• TASK DETAILS
Please restate each line of the data that follows word for word, skipping any image.

• DATA LISTING

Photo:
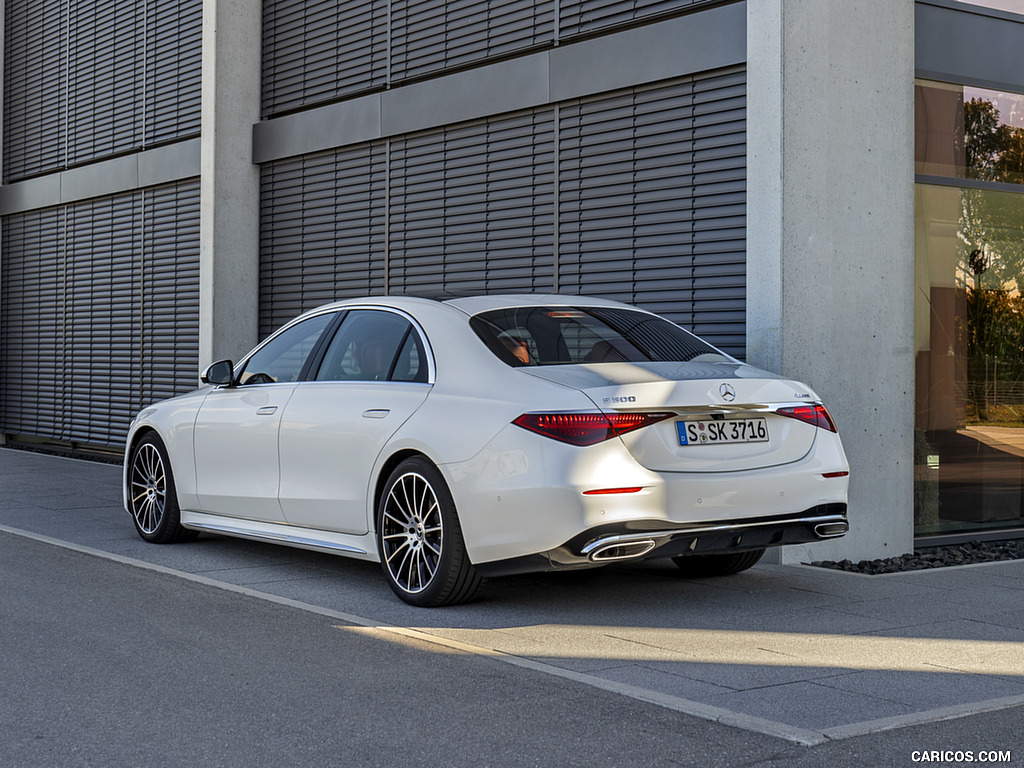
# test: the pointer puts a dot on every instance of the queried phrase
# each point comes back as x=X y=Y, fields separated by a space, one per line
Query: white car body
x=303 y=462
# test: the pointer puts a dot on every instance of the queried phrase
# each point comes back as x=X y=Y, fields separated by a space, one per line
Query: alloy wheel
x=147 y=488
x=413 y=532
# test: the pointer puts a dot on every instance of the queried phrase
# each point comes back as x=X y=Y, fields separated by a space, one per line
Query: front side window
x=282 y=358
x=553 y=336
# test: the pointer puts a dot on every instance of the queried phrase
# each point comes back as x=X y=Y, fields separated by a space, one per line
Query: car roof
x=474 y=304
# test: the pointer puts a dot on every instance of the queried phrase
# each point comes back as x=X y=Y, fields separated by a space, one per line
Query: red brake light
x=816 y=415
x=586 y=429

• ANSWER TO THIS EXERCISE
Photo:
# test: the pointer puts a dot on every instance of the queried phrase
# each point comes back as x=X y=Y, fields separated by a space, one per line
Query: white car body
x=303 y=462
# test: the pointer puts a dot on every instance of the queried phrase
# each point comes back as x=X y=Y, fields separated by a space, one per line
Query: alloy wheel
x=147 y=488
x=413 y=532
# test: the pointer puts a dot on every instance of the queried phrase
# each point comes back as x=X y=Y, fields separated by a space, one per line
Query: front side window
x=282 y=358
x=553 y=336
# test: the pointer puts a dot on every instance of the queried phrase
# each point comes back as x=X y=Y, fields separated by a space, one per line
Query: car roof
x=474 y=304
# test: the pointer puts a dot on every instance of the queried phrase
# each point comes back as x=X y=Y, fields separated by a space, one per line
Query: red brake light
x=816 y=415
x=586 y=429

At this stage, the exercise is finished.